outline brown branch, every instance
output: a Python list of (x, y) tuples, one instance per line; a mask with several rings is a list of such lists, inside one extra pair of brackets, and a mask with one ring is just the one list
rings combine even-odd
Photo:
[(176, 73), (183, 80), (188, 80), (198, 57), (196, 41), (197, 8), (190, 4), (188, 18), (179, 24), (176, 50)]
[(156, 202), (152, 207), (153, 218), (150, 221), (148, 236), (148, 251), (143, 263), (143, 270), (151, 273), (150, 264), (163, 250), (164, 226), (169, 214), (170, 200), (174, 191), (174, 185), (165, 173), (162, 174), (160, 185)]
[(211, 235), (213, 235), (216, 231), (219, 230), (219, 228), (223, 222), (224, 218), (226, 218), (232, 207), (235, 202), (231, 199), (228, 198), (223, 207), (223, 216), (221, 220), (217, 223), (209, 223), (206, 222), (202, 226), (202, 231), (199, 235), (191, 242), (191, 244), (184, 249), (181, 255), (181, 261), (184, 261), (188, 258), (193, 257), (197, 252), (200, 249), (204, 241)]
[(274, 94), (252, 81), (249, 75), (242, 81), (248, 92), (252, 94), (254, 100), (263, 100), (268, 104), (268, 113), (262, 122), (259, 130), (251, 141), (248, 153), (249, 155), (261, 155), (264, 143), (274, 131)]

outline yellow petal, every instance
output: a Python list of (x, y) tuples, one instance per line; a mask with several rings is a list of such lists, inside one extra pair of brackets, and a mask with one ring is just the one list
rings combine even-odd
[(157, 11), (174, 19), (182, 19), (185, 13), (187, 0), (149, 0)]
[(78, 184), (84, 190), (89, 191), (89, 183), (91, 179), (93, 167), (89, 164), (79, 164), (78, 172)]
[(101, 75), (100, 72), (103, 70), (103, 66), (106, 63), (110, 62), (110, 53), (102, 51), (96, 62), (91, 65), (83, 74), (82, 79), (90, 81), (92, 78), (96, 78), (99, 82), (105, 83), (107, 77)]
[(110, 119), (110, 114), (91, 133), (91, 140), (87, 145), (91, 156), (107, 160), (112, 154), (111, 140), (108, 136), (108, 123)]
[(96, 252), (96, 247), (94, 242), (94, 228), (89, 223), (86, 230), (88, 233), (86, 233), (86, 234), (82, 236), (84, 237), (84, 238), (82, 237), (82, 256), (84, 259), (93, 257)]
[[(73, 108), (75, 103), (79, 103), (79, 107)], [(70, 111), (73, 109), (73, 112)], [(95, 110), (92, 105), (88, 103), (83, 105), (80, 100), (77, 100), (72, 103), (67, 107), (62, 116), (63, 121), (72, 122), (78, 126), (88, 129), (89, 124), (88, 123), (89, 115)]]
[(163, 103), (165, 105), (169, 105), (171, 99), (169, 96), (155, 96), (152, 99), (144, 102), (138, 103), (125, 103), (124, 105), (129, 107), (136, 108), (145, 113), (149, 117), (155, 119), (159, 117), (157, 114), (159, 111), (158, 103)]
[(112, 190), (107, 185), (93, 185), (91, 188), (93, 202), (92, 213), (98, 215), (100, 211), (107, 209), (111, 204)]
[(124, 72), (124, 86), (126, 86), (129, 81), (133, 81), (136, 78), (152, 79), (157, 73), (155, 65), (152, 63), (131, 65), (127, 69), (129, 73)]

→ OBJECTIVE
Please turn every line of the material above into a numbered list, leaving out the blank lines.

→ EXERCISE RESPONSE
1. outline brown branch, every instance
2. output: a Python list of (x, y) tuples, one instance per line; a mask with several rings is a list of such lists, inside one extra pair of brackets, and a mask with one ring is just the one list
3. rings combine even-odd
4. Photo:
5. [(176, 73), (183, 80), (188, 80), (198, 57), (196, 41), (197, 8), (190, 4), (188, 18), (179, 24), (176, 50)]
6. [(156, 202), (152, 207), (153, 218), (150, 221), (148, 236), (148, 251), (143, 263), (143, 270), (151, 273), (150, 264), (163, 250), (164, 226), (169, 214), (170, 200), (174, 191), (174, 185), (165, 173), (162, 174), (160, 185)]
7. [(211, 235), (213, 235), (216, 231), (219, 230), (219, 228), (223, 222), (224, 218), (226, 218), (232, 207), (235, 202), (231, 199), (228, 198), (223, 207), (223, 216), (221, 220), (217, 223), (209, 223), (206, 222), (202, 226), (202, 231), (199, 235), (191, 242), (191, 244), (184, 249), (181, 255), (181, 261), (184, 261), (188, 258), (193, 257), (197, 252), (200, 249), (204, 241)]
8. [(274, 94), (252, 81), (249, 75), (242, 81), (248, 92), (252, 94), (254, 100), (263, 100), (268, 104), (268, 113), (262, 122), (259, 130), (251, 141), (248, 153), (249, 155), (261, 155), (264, 143), (274, 131)]
9. outline yellow petal, every instance
10. output: a Python list of (x, y) tuples, one instance per line; a mask with several rings is a list of such lists, inside one extra pair of brackets, and a mask with one ring is just the one list
11. rings combine even-odd
12. [(157, 11), (174, 19), (182, 19), (185, 13), (187, 0), (149, 0)]
13. [(78, 184), (84, 190), (89, 191), (89, 183), (91, 179), (93, 167), (89, 164), (79, 164), (78, 172)]
14. [(101, 75), (100, 72), (103, 70), (103, 66), (106, 63), (110, 62), (110, 53), (102, 51), (96, 62), (91, 65), (83, 74), (82, 79), (90, 81), (92, 78), (96, 78), (99, 82), (105, 83), (107, 77)]
15. [(110, 119), (110, 114), (91, 133), (91, 140), (87, 145), (91, 156), (107, 160), (112, 154), (111, 140), (108, 136), (108, 123)]
16. [(96, 252), (96, 247), (94, 242), (94, 228), (89, 223), (86, 230), (88, 233), (86, 233), (86, 234), (82, 236), (84, 237), (84, 238), (82, 237), (82, 256), (84, 259), (93, 257)]
17. [[(73, 108), (75, 103), (79, 103), (79, 107)], [(70, 111), (73, 109), (73, 112)], [(95, 110), (92, 105), (88, 103), (83, 105), (80, 100), (77, 100), (72, 103), (67, 107), (62, 116), (63, 121), (72, 122), (78, 126), (88, 129), (89, 124), (88, 123), (89, 115)]]
18. [(163, 103), (165, 105), (169, 105), (171, 99), (169, 96), (155, 96), (152, 99), (144, 102), (138, 103), (125, 103), (124, 105), (129, 107), (136, 108), (145, 113), (149, 117), (155, 119), (159, 117), (157, 114), (159, 111), (158, 103)]
19. [(112, 190), (107, 185), (93, 185), (91, 188), (93, 202), (92, 213), (98, 215), (100, 211), (107, 209), (111, 204)]
20. [(124, 72), (124, 86), (126, 86), (129, 81), (133, 81), (136, 78), (152, 79), (157, 73), (155, 65), (152, 63), (131, 65), (127, 69), (129, 73)]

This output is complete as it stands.